Prompt: Quote the passage on the Chorley exception, beginning at the words "Beazley ACJ then" and stopping after the words "she was represented.".

Page:
Beazley ACJ then concluded as follows (at [115]-[118]):

  • The Chorley exception applied to barristers.
  • The case involved an application of the Chorley exception to the facts and was not an extension of it. The barrister did not seek a departure from any previous decision of the High Court but, rather, sought a determination as to whether the Chorley exception applied to barristers in circumstances where she was not a self-represented litigant but undertook legal work in the litigation in which she was represented.
  • Given that there were cases in other common law jurisdictions where the Chorley exception had been applied to barristers, as well as Australian decisions where the rule had been applied, and where there was no decision of an Australian intermediate appellate court directly contrary to the proposition, it was appropriate for the Court of Appeal to consider whether the exception ought to be applied in the circumstances that existed in the present case. In doing so, the Court of Appeal would not be acting contrary to the statements of the High Court in Garcia v National Australia Bank Ltd [1998] HCA 48; (1998) 194 CLR 395 [that it was for the High Court alone to determine whether one of its previous decisions should be departed from or overruled] and Farah Constructions Pty Ltd v Say-Dee Pty Ltd [2007] HCA 22; (2007) 230 CLR 89 [that it was not for an intermediate court of appeal to effect changes to well-established principle].
  • However, given the contentious and unresolved question of the application of the exception at all and the extent of its application, it was apparent that the question would eventually need to be resolved either by the High Court or by legislation, as had occurred in some other jurisdictions.

Excerpts of labeled region data
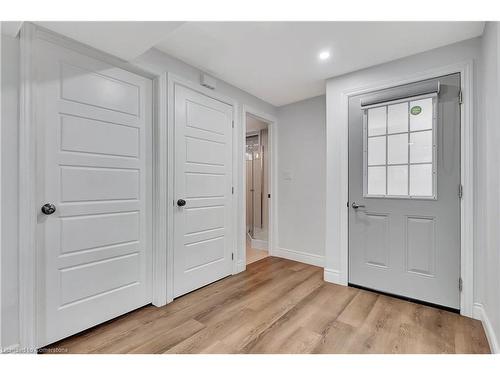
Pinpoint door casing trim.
[164,72,240,303]
[241,104,278,272]
[18,22,163,353]
[324,59,474,317]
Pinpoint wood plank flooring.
[45,257,490,353]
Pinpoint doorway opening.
[245,114,270,264]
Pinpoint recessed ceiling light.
[319,51,330,60]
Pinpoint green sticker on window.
[410,105,422,116]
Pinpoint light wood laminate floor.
[43,257,489,353]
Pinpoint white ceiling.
[15,22,484,106]
[35,21,184,61]
[156,22,484,106]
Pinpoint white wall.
[0,36,19,348]
[131,48,276,116]
[277,95,326,266]
[474,22,500,351]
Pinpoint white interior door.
[35,36,152,346]
[174,84,233,297]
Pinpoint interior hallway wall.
[277,95,326,266]
[131,48,276,269]
[474,22,500,352]
[0,35,19,348]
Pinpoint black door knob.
[42,203,56,215]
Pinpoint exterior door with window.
[348,73,460,309]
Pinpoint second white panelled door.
[172,84,234,297]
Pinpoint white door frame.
[238,105,278,272]
[19,22,165,352]
[163,73,240,303]
[324,60,474,317]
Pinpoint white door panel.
[174,85,233,297]
[35,40,152,346]
[349,74,460,309]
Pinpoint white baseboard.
[234,260,247,275]
[0,344,19,354]
[323,268,344,285]
[270,248,324,267]
[472,303,500,354]
[250,238,268,250]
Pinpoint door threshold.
[347,283,460,315]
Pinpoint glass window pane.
[387,133,408,164]
[368,167,385,195]
[410,130,432,163]
[368,136,385,165]
[368,107,386,137]
[387,102,408,133]
[410,98,433,131]
[410,164,432,197]
[387,165,408,195]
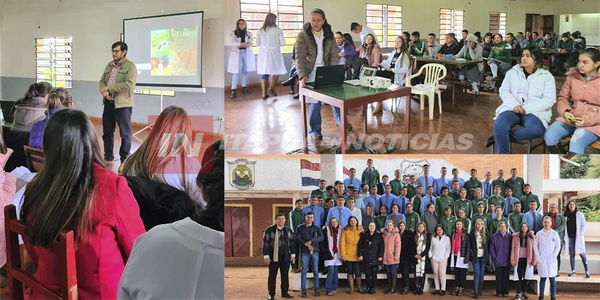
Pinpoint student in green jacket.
[471,202,492,232]
[519,183,542,213]
[487,33,512,91]
[360,158,381,186]
[404,202,421,231]
[439,206,456,237]
[454,188,473,218]
[508,201,523,233]
[408,31,427,56]
[490,206,508,234]
[506,168,524,203]
[435,186,454,219]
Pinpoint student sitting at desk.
[452,34,483,96]
[486,33,512,91]
[435,33,460,58]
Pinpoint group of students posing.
[0,83,224,299]
[263,160,591,299]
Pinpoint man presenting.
[99,42,137,163]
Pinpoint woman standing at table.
[256,13,287,99]
[452,34,483,97]
[533,216,560,300]
[295,8,352,140]
[490,46,556,154]
[227,19,256,98]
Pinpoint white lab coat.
[227,30,256,74]
[565,211,585,255]
[117,218,225,299]
[256,27,287,75]
[533,229,560,278]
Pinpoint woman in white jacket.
[227,19,256,98]
[494,46,556,154]
[533,216,560,300]
[564,200,591,278]
[429,225,451,296]
[256,13,287,99]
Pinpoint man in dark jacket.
[296,212,324,298]
[263,214,296,299]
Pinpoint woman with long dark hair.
[227,19,256,98]
[510,222,537,300]
[490,46,556,154]
[564,200,591,278]
[295,8,352,140]
[256,13,287,99]
[21,109,145,299]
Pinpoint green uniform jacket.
[508,211,524,233]
[439,215,456,237]
[492,178,506,198]
[544,213,567,240]
[404,211,420,232]
[490,217,508,234]
[99,57,137,108]
[471,214,492,230]
[390,179,410,199]
[488,195,506,213]
[506,176,524,200]
[518,193,542,213]
[454,199,473,218]
[435,196,454,219]
[360,167,381,189]
[489,42,512,64]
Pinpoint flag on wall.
[300,159,321,186]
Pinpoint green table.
[300,84,411,154]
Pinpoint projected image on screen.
[150,27,198,76]
[123,11,204,88]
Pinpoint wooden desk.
[300,84,411,154]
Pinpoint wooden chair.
[23,145,44,172]
[488,120,546,154]
[406,64,447,120]
[4,204,78,300]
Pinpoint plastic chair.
[406,64,446,120]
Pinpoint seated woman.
[118,141,226,299]
[544,48,600,154]
[20,109,145,299]
[358,33,381,67]
[122,106,206,207]
[494,46,556,154]
[452,34,483,96]
[486,33,512,91]
[29,88,73,149]
[10,82,52,132]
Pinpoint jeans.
[540,277,556,298]
[544,121,598,154]
[494,111,546,154]
[231,50,248,90]
[300,252,319,290]
[473,257,485,284]
[308,102,349,135]
[325,266,339,293]
[569,238,588,272]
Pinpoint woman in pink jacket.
[544,48,600,154]
[21,109,145,299]
[381,220,400,294]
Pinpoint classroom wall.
[0,0,224,131]
[224,0,556,86]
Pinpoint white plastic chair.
[406,64,446,120]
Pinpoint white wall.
[0,0,224,87]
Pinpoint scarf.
[548,212,557,229]
[333,225,340,255]
[452,229,462,254]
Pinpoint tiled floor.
[225,76,564,154]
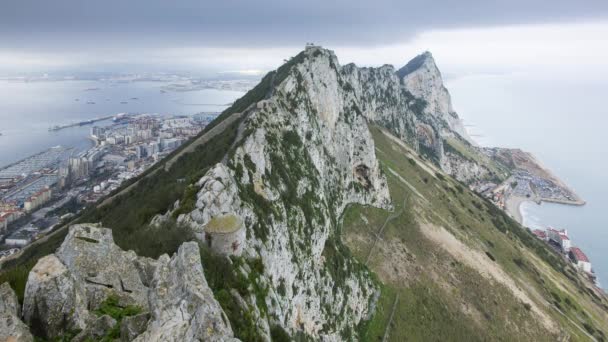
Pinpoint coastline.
[505,195,586,226]
[505,196,531,225]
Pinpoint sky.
[0,0,608,75]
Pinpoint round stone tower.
[204,214,246,256]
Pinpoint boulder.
[135,242,236,342]
[0,283,21,317]
[0,312,34,342]
[23,255,89,338]
[55,224,148,309]
[72,315,117,342]
[0,283,34,342]
[120,313,150,342]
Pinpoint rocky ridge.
[0,47,592,341]
[11,224,238,341]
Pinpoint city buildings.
[0,113,215,257]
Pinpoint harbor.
[49,115,114,132]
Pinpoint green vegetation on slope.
[342,128,607,341]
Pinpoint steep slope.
[0,47,608,341]
[342,127,608,341]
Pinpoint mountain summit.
[2,45,608,341]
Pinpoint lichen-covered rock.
[0,283,34,342]
[0,312,34,342]
[120,312,150,342]
[135,242,239,342]
[72,315,117,342]
[23,255,89,338]
[55,224,148,309]
[0,283,21,317]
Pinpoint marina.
[49,115,114,132]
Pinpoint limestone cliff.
[15,224,236,341]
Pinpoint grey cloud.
[0,0,608,49]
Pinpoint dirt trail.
[420,223,557,331]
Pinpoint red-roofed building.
[570,247,591,273]
[547,227,571,252]
[532,229,547,241]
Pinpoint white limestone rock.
[135,242,238,342]
[0,282,21,316]
[397,51,473,143]
[23,254,90,338]
[0,312,34,342]
[55,224,148,310]
[0,283,34,342]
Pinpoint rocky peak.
[15,224,238,341]
[397,51,439,79]
[397,51,472,143]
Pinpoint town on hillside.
[532,227,597,285]
[0,113,218,260]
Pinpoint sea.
[0,74,608,284]
[446,73,608,286]
[0,80,243,167]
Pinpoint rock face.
[180,49,391,340]
[55,225,148,309]
[397,51,472,142]
[0,283,34,342]
[16,224,233,341]
[136,242,236,342]
[0,283,21,316]
[23,255,89,338]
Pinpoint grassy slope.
[0,72,274,300]
[343,127,608,341]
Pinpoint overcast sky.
[0,0,608,73]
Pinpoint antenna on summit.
[304,43,321,50]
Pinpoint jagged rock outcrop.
[397,51,473,143]
[71,315,118,342]
[0,283,21,316]
[23,254,90,338]
[120,313,150,342]
[180,45,391,340]
[179,47,498,340]
[55,225,148,309]
[16,224,233,341]
[0,283,34,342]
[135,242,238,342]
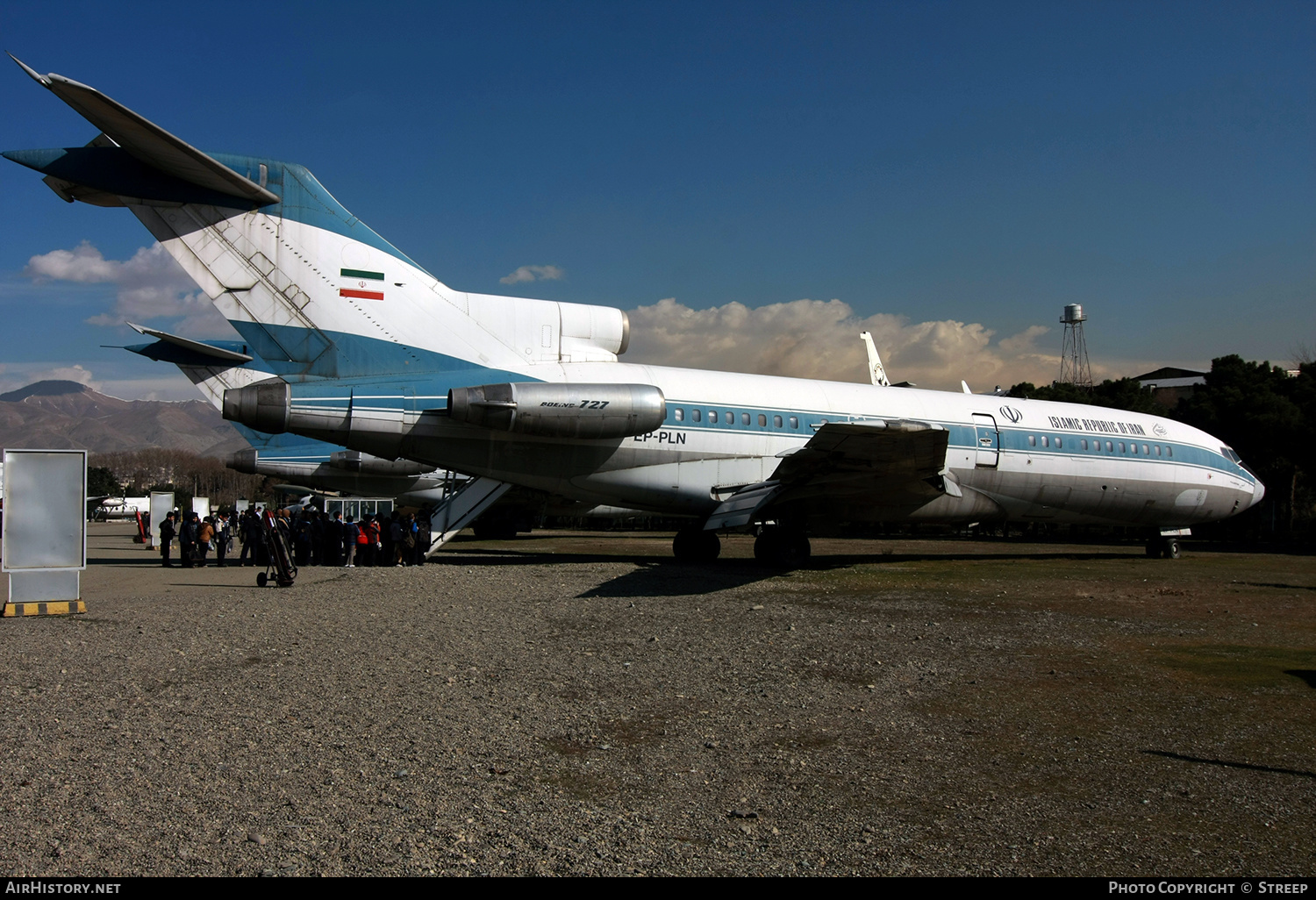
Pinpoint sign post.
[0,450,87,616]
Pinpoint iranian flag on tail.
[339,268,384,300]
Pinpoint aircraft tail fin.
[4,60,629,379]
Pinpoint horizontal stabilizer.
[10,54,279,207]
[128,323,253,366]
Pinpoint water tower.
[1060,303,1092,389]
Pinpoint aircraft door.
[974,413,1000,468]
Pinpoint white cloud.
[626,297,1126,391]
[0,362,104,394]
[23,241,232,337]
[499,266,568,284]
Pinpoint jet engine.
[447,382,668,439]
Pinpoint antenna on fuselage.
[860,332,891,387]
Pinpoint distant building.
[1134,366,1207,410]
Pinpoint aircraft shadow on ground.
[428,547,1144,599]
[1284,668,1316,689]
[1142,750,1316,778]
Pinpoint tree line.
[87,447,274,510]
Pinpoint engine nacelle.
[329,450,434,476]
[447,382,668,439]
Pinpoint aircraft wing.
[704,420,960,531]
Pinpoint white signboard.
[152,491,178,550]
[0,450,87,573]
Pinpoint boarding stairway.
[426,473,512,560]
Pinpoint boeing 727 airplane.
[4,61,1265,563]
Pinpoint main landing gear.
[1148,537,1179,560]
[755,525,812,568]
[671,528,723,562]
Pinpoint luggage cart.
[255,510,297,587]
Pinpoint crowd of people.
[160,507,431,568]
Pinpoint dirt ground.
[0,525,1316,876]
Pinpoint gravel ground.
[0,525,1316,876]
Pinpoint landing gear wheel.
[671,528,723,563]
[1148,539,1181,560]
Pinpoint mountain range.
[0,382,247,457]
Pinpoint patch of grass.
[1157,644,1316,689]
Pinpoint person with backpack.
[342,516,361,568]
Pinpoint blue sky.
[0,3,1316,399]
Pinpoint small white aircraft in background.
[4,56,1265,563]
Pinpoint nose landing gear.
[1148,537,1179,560]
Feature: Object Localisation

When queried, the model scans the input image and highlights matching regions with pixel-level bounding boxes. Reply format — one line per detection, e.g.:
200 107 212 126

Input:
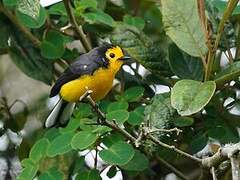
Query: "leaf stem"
204 0 239 81
0 2 41 47
63 0 92 51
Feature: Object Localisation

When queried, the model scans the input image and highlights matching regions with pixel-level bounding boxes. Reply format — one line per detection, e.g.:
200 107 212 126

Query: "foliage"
0 0 240 180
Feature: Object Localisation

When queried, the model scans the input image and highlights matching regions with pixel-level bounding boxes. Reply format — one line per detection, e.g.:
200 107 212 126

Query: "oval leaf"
106 110 129 123
128 106 144 126
171 80 216 116
47 133 74 157
39 168 64 180
76 169 102 180
29 138 49 163
174 117 194 127
107 101 128 112
121 150 149 171
71 131 97 150
123 86 144 102
99 142 134 165
144 93 176 129
161 0 207 57
215 61 240 87
16 7 47 28
168 44 203 81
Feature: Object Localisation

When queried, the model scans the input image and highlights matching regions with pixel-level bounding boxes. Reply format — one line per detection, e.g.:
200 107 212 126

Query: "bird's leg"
79 89 93 102
79 88 106 124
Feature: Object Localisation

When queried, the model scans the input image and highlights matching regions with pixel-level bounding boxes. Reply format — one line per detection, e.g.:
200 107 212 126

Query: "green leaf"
128 106 145 126
121 150 149 171
102 132 124 147
47 132 74 157
168 44 203 81
29 138 49 163
17 160 38 180
107 101 128 112
44 127 60 142
76 169 102 180
107 166 118 178
123 86 144 102
73 103 92 119
99 142 135 165
3 0 18 7
75 0 98 14
82 10 115 27
174 117 194 127
123 15 145 30
71 131 98 150
208 126 227 140
0 15 12 49
48 2 67 16
40 31 64 59
110 23 170 75
106 110 129 124
212 0 240 15
21 158 35 167
144 93 176 129
16 7 47 28
41 41 64 59
215 61 240 86
190 133 208 153
39 168 64 180
161 0 207 57
17 0 41 21
60 118 80 134
9 38 53 85
171 80 216 116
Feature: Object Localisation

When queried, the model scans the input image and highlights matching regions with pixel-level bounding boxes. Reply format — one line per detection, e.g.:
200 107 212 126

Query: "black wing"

Written response:
Beazley ACJ then concluded as follows (at [115]-[118]):

  • The Chorley exception applied to barristers.
  • The case involved an application of the Chorley exception to the facts and was not an extension of it. The barrister did not seek a departure from any previous decision of the High Court but, rather, sought a determination as to whether the Chorley exception applied to barristers in circumstances where she was not a self-represented litigant but undertook legal work in the litigation in which she was represented.